» **The data**:

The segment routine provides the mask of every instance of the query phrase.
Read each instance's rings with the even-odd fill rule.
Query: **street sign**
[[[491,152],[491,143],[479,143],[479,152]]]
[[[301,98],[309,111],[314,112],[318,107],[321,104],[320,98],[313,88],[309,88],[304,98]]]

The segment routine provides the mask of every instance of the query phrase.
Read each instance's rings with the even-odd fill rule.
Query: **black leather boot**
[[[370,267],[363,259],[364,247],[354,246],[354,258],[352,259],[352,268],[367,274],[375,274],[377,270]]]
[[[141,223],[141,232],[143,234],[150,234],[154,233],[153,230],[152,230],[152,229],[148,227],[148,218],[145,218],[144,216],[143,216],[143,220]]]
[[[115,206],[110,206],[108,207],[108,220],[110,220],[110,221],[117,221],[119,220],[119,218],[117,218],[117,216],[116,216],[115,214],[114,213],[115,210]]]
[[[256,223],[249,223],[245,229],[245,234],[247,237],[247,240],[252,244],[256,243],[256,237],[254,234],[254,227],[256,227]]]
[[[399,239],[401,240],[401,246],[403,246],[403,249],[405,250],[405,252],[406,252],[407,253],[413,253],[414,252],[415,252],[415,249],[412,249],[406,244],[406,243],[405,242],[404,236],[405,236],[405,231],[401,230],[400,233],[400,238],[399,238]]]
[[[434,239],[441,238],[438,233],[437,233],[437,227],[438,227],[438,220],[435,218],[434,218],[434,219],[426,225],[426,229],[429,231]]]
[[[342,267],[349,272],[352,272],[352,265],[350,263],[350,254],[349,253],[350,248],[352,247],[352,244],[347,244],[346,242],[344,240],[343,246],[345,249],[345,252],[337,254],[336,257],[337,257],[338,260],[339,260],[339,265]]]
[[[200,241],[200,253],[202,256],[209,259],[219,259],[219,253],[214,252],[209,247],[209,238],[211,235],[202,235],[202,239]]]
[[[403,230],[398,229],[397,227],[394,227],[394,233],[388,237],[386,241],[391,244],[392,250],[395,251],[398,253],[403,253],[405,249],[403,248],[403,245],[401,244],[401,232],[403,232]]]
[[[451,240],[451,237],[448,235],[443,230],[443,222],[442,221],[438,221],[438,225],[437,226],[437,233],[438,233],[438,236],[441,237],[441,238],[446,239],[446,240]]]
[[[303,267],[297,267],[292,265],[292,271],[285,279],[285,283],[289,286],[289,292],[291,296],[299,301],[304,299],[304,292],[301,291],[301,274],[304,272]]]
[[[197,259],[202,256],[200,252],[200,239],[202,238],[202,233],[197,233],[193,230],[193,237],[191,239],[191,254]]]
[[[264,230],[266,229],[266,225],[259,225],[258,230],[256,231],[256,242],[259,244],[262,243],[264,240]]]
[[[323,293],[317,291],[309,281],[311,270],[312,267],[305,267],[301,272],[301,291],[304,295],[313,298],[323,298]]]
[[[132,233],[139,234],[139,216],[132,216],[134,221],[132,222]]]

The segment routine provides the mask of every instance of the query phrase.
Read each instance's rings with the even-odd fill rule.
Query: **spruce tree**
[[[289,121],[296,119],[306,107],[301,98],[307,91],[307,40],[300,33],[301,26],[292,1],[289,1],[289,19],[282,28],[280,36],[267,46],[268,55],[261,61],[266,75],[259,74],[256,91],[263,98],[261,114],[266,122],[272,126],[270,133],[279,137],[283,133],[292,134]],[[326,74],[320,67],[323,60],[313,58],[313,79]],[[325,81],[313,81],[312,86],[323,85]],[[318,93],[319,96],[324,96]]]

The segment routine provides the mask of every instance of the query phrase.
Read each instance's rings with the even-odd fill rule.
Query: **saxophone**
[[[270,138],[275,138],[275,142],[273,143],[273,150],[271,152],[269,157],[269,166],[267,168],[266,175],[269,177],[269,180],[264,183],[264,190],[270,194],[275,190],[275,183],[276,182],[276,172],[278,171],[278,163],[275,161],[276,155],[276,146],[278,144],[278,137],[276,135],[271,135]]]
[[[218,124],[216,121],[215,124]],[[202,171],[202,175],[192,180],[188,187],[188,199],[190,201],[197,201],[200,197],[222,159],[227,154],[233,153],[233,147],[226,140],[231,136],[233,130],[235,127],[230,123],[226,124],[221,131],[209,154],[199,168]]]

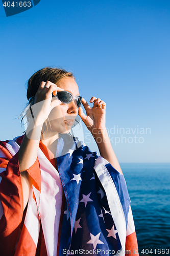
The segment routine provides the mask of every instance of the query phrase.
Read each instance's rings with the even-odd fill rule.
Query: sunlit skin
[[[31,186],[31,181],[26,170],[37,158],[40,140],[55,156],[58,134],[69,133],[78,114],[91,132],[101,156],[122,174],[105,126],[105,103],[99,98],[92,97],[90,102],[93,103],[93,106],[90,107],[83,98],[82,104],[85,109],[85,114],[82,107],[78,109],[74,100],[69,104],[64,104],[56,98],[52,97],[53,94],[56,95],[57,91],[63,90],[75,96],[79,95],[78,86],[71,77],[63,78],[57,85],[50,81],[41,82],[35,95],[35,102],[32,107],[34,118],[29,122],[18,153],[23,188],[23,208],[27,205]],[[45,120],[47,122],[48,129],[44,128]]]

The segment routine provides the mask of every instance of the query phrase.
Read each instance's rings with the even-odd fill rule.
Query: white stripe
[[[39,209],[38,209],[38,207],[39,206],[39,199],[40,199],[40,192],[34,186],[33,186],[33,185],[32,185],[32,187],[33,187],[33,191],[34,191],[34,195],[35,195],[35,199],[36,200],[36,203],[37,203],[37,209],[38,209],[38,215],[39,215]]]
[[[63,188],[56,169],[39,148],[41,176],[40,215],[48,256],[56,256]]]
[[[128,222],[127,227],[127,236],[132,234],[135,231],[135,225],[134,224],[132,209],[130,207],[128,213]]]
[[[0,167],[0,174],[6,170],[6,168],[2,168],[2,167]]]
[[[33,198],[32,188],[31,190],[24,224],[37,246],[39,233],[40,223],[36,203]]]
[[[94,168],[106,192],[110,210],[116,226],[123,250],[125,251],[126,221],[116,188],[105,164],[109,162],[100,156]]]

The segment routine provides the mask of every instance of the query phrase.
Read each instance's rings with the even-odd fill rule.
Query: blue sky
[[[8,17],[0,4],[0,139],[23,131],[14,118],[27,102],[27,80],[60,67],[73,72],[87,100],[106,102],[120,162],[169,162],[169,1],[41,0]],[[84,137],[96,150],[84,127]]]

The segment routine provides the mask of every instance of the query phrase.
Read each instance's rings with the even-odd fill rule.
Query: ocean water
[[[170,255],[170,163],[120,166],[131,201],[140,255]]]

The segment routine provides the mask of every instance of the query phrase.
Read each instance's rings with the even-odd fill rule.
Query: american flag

» **Exercise**: Write out all of the entries above word for word, without the pictures.

» **Correct response**:
The segment routine provides the mask of every instance of the query phrase.
Read each instance's rings with the even-odd fill rule.
Query: **street sign**
[[[491,152],[491,143],[479,143],[479,152]]]
[[[301,98],[309,111],[314,112],[318,107],[321,104],[320,98],[313,88],[309,88],[304,98]]]

The segment routine provides the mask of every instance of the query phrase.
Read each instance's rings with the even-odd fill rule.
Query: **black leather boot**
[[[370,267],[363,259],[364,247],[354,246],[354,258],[352,259],[352,268],[367,274],[375,274],[377,270]]]
[[[141,223],[141,232],[143,234],[150,234],[154,233],[153,230],[152,230],[152,229],[148,227],[148,218],[145,218],[144,216],[143,216],[143,220]]]
[[[115,206],[110,206],[108,207],[108,220],[110,220],[110,221],[117,221],[119,220],[119,218],[117,218],[117,216],[116,216],[115,214],[114,213],[115,210]]]
[[[256,223],[249,223],[245,229],[245,234],[247,237],[247,240],[252,244],[256,243],[256,237],[254,234],[254,227],[256,227]]]
[[[399,239],[401,240],[401,246],[403,246],[403,249],[405,250],[405,252],[406,252],[407,253],[413,253],[414,252],[415,252],[415,249],[412,249],[406,244],[406,243],[405,242],[404,236],[405,236],[405,231],[401,230],[400,233],[400,238],[399,238]]]
[[[434,239],[441,238],[438,233],[437,233],[437,227],[438,227],[438,220],[435,218],[434,218],[434,219],[426,225],[426,229],[429,231]]]
[[[342,267],[349,272],[352,272],[352,265],[350,263],[350,254],[349,253],[350,248],[352,247],[352,244],[347,244],[346,242],[344,240],[343,246],[345,249],[345,252],[337,254],[336,257],[337,257],[338,260],[339,260],[339,265]]]
[[[200,241],[200,253],[202,256],[209,259],[219,259],[219,253],[214,252],[209,247],[209,238],[211,235],[202,235],[202,239]]]
[[[403,230],[398,229],[397,227],[394,227],[394,233],[388,237],[386,241],[391,244],[392,250],[395,251],[398,253],[403,253],[405,249],[403,248],[403,245],[401,244],[401,232],[403,232]]]
[[[451,240],[451,237],[448,235],[443,230],[443,222],[442,221],[438,221],[438,225],[437,226],[437,233],[438,233],[438,236],[441,237],[441,238],[446,239],[446,240]]]
[[[303,267],[297,267],[292,265],[292,271],[285,279],[285,283],[289,286],[289,292],[291,296],[299,301],[304,299],[304,292],[301,291],[301,274],[304,272]]]
[[[197,259],[202,256],[200,252],[200,239],[202,238],[202,233],[197,233],[193,230],[193,237],[191,239],[191,254]]]
[[[264,230],[266,229],[266,225],[259,225],[258,230],[256,231],[256,242],[259,244],[262,243],[264,240]]]
[[[323,293],[317,291],[309,281],[311,270],[312,267],[305,267],[301,272],[301,291],[304,295],[313,298],[323,298]]]
[[[132,233],[139,234],[139,216],[132,216],[134,221],[132,222]]]

The segment routine provides the mask of every instance of the query phrase.
Read each instance's rings with the even-odd fill rule.
Query: **spruce tree**
[[[289,121],[296,119],[306,107],[301,98],[307,91],[307,40],[300,33],[301,26],[292,1],[289,1],[289,19],[282,28],[280,36],[267,46],[268,55],[261,61],[266,75],[259,74],[256,91],[263,98],[261,114],[266,122],[272,126],[270,133],[279,137],[283,133],[292,134]],[[326,74],[320,67],[323,60],[313,58],[313,79]],[[325,81],[313,81],[312,86],[323,85]],[[318,93],[319,96],[324,96]]]

The segment routine provides the mask of every instance of the query phrase.
Read each instance's rings with the even-odd fill rule.
Query: **saxophone**
[[[270,138],[275,138],[275,142],[273,143],[273,150],[271,152],[269,157],[269,166],[267,168],[266,175],[269,177],[269,180],[264,183],[264,190],[270,194],[275,190],[275,183],[276,182],[276,172],[278,171],[278,163],[275,161],[276,155],[276,146],[278,144],[278,137],[276,135],[271,135]]]
[[[218,124],[216,121],[215,124]],[[202,171],[202,175],[192,180],[188,187],[188,199],[190,201],[197,201],[200,197],[222,159],[227,154],[233,153],[233,147],[226,140],[231,136],[233,130],[235,127],[230,123],[226,124],[221,131],[209,154],[199,168]]]

The segment routine provides the mask of every instance of the query phrase.
Read each instance's rings with the even-odd fill rule.
Query: sunlit skin
[[[31,186],[31,181],[26,170],[37,158],[40,140],[55,156],[58,134],[69,133],[78,114],[91,132],[101,156],[122,174],[105,126],[105,103],[99,98],[92,97],[90,102],[93,103],[93,106],[90,107],[83,98],[82,104],[85,109],[85,114],[82,107],[78,109],[74,100],[69,104],[64,104],[56,98],[52,97],[53,94],[56,95],[57,91],[63,90],[75,96],[79,95],[78,86],[71,77],[63,78],[57,85],[50,81],[41,82],[35,95],[35,102],[32,107],[34,118],[29,122],[18,153],[23,188],[23,208],[27,205]],[[45,120],[47,122],[48,129],[44,128]]]

The segment routine provides the mask of every instance of the query phrase.
Read each instance's rings with the even-odd fill rule.
Query: white stripe
[[[39,209],[38,209],[38,207],[39,206],[39,199],[40,199],[40,192],[34,186],[33,186],[33,185],[32,185],[32,187],[33,187],[33,191],[34,191],[34,195],[35,195],[35,199],[36,200],[36,203],[37,203],[37,209],[38,209],[38,215],[39,215]]]
[[[63,188],[56,169],[39,148],[41,176],[40,215],[48,256],[56,256]]]
[[[128,222],[127,227],[127,236],[132,234],[135,231],[135,225],[134,224],[132,209],[130,207],[128,213]]]
[[[0,167],[0,174],[6,170],[6,168],[2,168],[2,167]]]
[[[33,198],[32,188],[31,190],[24,224],[37,246],[39,233],[40,223],[36,203]]]
[[[94,168],[106,192],[110,210],[116,226],[123,250],[125,251],[126,221],[116,188],[105,164],[109,162],[100,156]]]

The segment routine provides the mask of every instance of the query phrase.
Read each instance's rings with the even-odd fill rule.
Query: blue sky
[[[8,17],[0,4],[0,139],[23,131],[14,118],[27,102],[27,80],[60,67],[73,72],[87,100],[106,102],[120,162],[169,162],[169,1],[41,0]],[[84,137],[96,150],[84,127]]]

The segment routine provides the mask of every instance of the query phrase.
Read each instance's rings with the even-odd fill rule.
Query: ocean water
[[[170,255],[170,163],[120,166],[131,201],[140,255]]]

The segment routine provides the mask of every instance of the query phrase.
Read each instance's rings with the even-odd fill rule.
Query: american flag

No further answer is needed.